*** Selected excerpt
( – promoted by buhdydharma )
As David Swanson noted on Wednesday:
You may have heard that our center-right nation got enthusiastic, formed a grassroots movement called a tea party, and overwhelmingly voted in a more rightwing party, sending hordes of nasty socialists packing as a result of their overly progressive performance, meaning gridlock between the righteous Congress and the infidel president for the next two years. There are some problems with this story, beginning with the fact that it’s completely false.
As Karen Dolan blogged about immediately after Tuesday’s elections, members of the Congressional Progressive Caucus — over 80 members — lost only 3 seats. The Cut-Spending-Except-For-Killing Blue Dogs had 54 members and lost 26 of them, and those 26 were their true believers. Congress members, including one or two real progressives, didn’t lose by being progressive but by being Democrats. Alan Grayson was defeated by the largest investment of corporate money in any House race, but the obedient corporatist Democrat in the next district over lost too. And this was despite the Democratic Party funding and supporting the Blue Dogs, leaving the progressives to raise their own money.
Tea Party candidates, in contrast to progressives, did not have a successful day on Tuesday. Their nominees’ craziness cost the Republican Party control of the Senate. Yet the whole corporate-funded smoke-and-mirrors “movement” of the Tea Party pushed the Republican Party as a whole to the right, in a way that no well-funded institution has pushed the Democrats to the left or even tried to. And this is the key lesson: pushing the Democrats to the left would save them from themselves.
On Thursday Amy Goodman at Democracy Now spoke with CPC Co-Chair Raul Grijalva about the CPC not only holding it’s own with a loss of only 4 seats in the mid terms, but coming out of the elections holding the relative largest plurality of all groups in Congress.
The Democrats lost the majority in the US House of Representatives in Tuesday’s midterm elections, but what is the makeup of the new Democratic House caucus? The conservative Blue Dogs lost half their members, while the Progressive Caucus remains near eighty. We speak to its co-chair, Rep. Raúl Grijalva, who appears to have retained his seat in a close election in Arizona’s 7th Congressional District. Over the past year, Grijalva has received numerous threats, including having a suspicious package covered in swastikas sent to his office and having a bullet shot through his district office in Yuma, Arizona.
Democracy Now – November 04, 2010
about 10 minutes
JUAN GONZALEZ: Just four years after Democrats swept control of Congress, Republicans took back control of the House of Representatives in dramatic fashion on Wednesday. With ten races still to be called, the Republicans have gained sixty House seats, giving them a wide majority of 239 to 186 for the Democrats.
The battle for leadership posts within the Republican-led GOP is already underway, and elections will take place within the party when Congress returns in two weeks. The top slots are not expected to be contested, with Minority Leader John Boehner of Ohio almost certain to become Speaker of the House and Minority Leader Eric Cantor to become the new Majority Leader.
AMY GOODMAN: Meanwhile, on the other side of the aisle, the makeup of the Democratic caucus has also changed. The group most affected in the midterm elections is the conservative Blue Dog Democrats. The Blue Dog caucus was cut in half, going from fifty-four to twenty-six. At the same time, the seventy-nine-member Progressive Caucus lost about four members on Tuesday. This means progressives will make up a notably higher percentage of Democratic House members in the 112th Congress.
******
*** Listing
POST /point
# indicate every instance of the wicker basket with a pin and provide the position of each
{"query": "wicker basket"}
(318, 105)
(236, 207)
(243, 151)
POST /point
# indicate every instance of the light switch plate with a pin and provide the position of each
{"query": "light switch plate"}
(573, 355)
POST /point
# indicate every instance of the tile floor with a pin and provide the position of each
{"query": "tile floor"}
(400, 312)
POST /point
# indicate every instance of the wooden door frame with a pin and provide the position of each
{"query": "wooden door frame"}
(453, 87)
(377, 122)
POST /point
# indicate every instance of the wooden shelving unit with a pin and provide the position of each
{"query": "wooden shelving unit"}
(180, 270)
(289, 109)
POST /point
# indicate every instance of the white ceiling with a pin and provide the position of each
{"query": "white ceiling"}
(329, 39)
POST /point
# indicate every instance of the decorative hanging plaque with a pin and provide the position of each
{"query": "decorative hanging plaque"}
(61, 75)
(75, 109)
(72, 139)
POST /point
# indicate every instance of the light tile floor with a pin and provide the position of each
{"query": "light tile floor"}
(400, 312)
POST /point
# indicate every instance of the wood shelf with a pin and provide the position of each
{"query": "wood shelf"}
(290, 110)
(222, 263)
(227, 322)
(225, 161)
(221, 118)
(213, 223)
******
- Problem requirements
Extend the post about the Progressive Caucus after the 2010 midterm elections, picking up right after its final sentence. These records were taken from a separate source.

- The output
For more, we’re joined by the co-chair of the Congressional Progressive Caucus, Arizona Democrat Raúl Grijalva. He is in a very tight race right now, though appears to have edged it out with 3,900 votes against a Republican challenger named Ruth McClung, although McClung has refused to concede until all votes are counted. With 99 percent of the precincts reporting, Grijalva leads by about three percentage points. Over the past year, he has received a number of security threats, including a suspicious package covered in swastikas that had suspicious powder in it sent to his office, a bullet shot through his district office in Yuma.
Joining us now from Tucson, Arizona, well, welcome to Democracy Now!, Congressman Grijalva. You’ve been through a lot this year. What is the latest numbers right now? And have you already given your victory speech?
REP. RAÚL GRIJALVA: Yeah, I did give my victory speech on Election Night, and we’re up by about 4,000. There’s ballots to be counted, absentee ballots that were not counted on Election Day. We hope and we believe that in the areas that they’re coming from were areas in which we did well, and if that pattern continues, we will maintain the lead or build on it. So we-I think what I said Election Night, to be clear, I said, “Well, I go back to Congress not with a renewed sense of caution, but with a renewed sense of purpose.”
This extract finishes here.